*What to do*
Update the stretch from the line containing "Indicate every instance of the jersey" through the end of the rows by changing "red batting helmet" to "maroon batting helmet", and leave everything else unchanged.
BEGIN
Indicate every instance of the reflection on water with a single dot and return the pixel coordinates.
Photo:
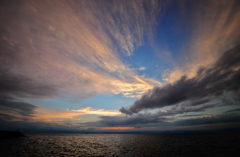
(204, 144)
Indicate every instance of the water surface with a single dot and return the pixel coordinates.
(192, 144)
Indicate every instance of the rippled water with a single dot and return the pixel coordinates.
(204, 144)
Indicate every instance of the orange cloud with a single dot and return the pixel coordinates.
(77, 51)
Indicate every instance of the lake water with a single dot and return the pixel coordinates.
(192, 144)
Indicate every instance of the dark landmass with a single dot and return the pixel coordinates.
(10, 134)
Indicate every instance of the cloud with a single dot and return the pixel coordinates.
(223, 118)
(15, 107)
(20, 111)
(73, 49)
(234, 110)
(223, 76)
(213, 29)
(142, 68)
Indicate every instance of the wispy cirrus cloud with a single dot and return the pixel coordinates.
(142, 68)
(73, 48)
(214, 29)
(209, 83)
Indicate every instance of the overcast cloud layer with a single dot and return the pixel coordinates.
(210, 82)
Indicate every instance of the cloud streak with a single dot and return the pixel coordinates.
(73, 48)
(214, 28)
(209, 83)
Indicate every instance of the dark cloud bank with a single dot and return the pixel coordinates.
(209, 83)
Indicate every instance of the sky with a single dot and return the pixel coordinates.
(119, 66)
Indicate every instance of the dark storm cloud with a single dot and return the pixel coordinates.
(223, 118)
(223, 76)
(131, 120)
(146, 118)
(19, 108)
(234, 110)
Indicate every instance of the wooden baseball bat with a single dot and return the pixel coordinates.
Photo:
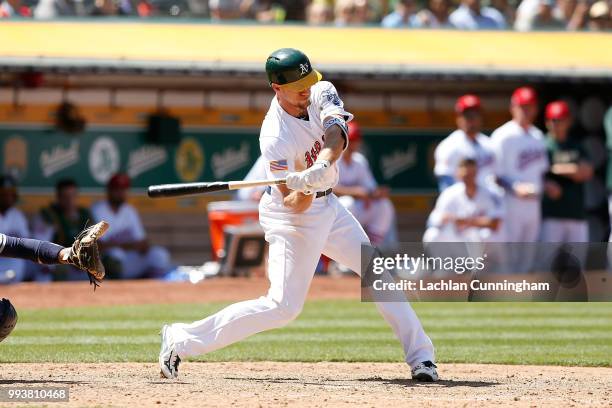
(181, 189)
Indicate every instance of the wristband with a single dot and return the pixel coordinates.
(336, 121)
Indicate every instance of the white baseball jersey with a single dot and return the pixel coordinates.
(125, 224)
(458, 146)
(356, 173)
(456, 202)
(520, 154)
(14, 223)
(289, 144)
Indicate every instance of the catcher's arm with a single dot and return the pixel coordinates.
(85, 254)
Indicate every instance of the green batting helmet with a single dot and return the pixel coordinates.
(291, 68)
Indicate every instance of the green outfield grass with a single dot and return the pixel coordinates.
(513, 333)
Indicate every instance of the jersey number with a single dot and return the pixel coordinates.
(311, 156)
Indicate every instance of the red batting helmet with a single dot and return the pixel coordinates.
(557, 110)
(466, 102)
END
*Response below*
Indicate every instance of the jersey number with a single dot and return the pixel coordinates.
(311, 156)
Indicate every instance of the maroon batting helmet with a single dot and return the pixel coordinates.
(557, 110)
(466, 102)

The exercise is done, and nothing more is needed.